Text:
"""
Visit Our UNIX and Linux User Community


How to replace matching words defined in one file on another file?


 
Thread Tools Search this Thread
Top Forums UNIX for Beginners Questions & Answers How to replace matching words defined in one file on another file?
# 1  
Old 06-15-2019
How to replace matching words defined in one file on another file?

I have file1 and file2 as shown below,
file1:
Code:
((org14/1-131541:0.11535,((org29/1-131541:0.00055,org7/1-131541:0.00055)1.000:0.10112,((org17/1-131541:0.07344,(org23/1-131541:0.07426,((org10/1-131541:0.00201,org22/1-131541:0.00243)1.000:0.02451,

file2:
Code:
org14=india
org29=america
org7=srilanka
org17=africa
org23=europe
org10=brazil
org22=china

I need to replace the words in file1, based on the matching words defined in file2.

The expected outcome is shown below,
Code:
((india/1-131541:0.11535,((america/1-131541:0.00055,srilanka/1-131541:0.00055)1.000:0.10112,((africa/1-131541:0.07344,(europe/1-131541:0.07426,((brazil/1-131541:0.00201,china/1-131541:0.00243)1.000:0.02451,

.

I could use replace option in gedit, but here I need to replace list of words. Hence, Please help me to do the same.

Thank you in advance.

Last edited by Scrutinizer; 06-15-2019 at 04:14 AM.. Reason: Quote tags -> code tags; removed some superfluous quote tags
# 2  
Old 06-15-2019
This problem has been solved umpteen times in these fora. Did you bother to search, or look into the proposals given below under "More UNIX and Linux Forum Topics You Might Find Helpful"?
"""
According to the forum thread, which text editor's replace option could the poster use?

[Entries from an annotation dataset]
"""
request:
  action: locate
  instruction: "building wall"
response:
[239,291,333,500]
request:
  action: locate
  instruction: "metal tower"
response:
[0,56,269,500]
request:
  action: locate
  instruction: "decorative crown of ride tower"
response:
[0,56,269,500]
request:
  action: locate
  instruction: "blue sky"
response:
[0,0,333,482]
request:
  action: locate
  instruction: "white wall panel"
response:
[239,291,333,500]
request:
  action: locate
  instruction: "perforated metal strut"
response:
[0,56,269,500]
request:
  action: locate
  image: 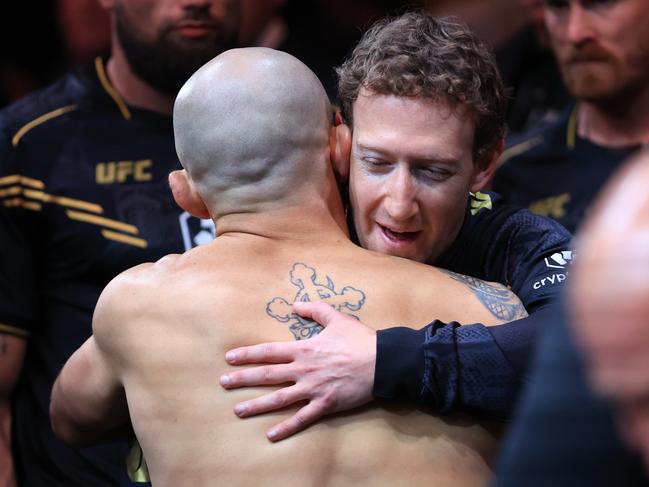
"""
Exercise result:
gedit